(Records from a data collection)
>> BEGIN
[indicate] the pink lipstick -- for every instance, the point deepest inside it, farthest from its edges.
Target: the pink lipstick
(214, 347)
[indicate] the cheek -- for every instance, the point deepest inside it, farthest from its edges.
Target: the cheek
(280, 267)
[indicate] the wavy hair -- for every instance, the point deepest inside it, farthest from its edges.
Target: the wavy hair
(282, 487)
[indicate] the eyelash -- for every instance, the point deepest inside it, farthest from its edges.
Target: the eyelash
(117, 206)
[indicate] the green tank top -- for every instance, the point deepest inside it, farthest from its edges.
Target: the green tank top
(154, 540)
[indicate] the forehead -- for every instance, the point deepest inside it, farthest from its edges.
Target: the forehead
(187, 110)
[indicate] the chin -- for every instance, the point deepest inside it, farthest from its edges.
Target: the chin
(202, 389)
>> END
Short task →
Can you rewrite the part of the records that opens with the line containing "[indicate] the wavy" and runs through the end of the records, changing every "forehead" to "brow" and leaving everything else as it is? Give only those lines.

Correct response →
[indicate] the wavy hair -- for every instance, the point deepest inside it, farthest from its edges.
Target: the wavy hair
(282, 487)
[indicate] the eyelash -- for every instance, the point deepest inside it, farthest from its edges.
Target: the eyelash
(117, 206)
[indicate] the green tank top -- for every instance, the point deepest inside it, farthest from its edges.
Target: the green tank top
(154, 540)
[indicate] the brow -- for every instance, the point deepest inside it, farthest from its edges.
Target: the brow
(187, 110)
[indicate] the chin -- for every instance, the point deepest inside it, farthest from its edges.
Target: the chin
(202, 389)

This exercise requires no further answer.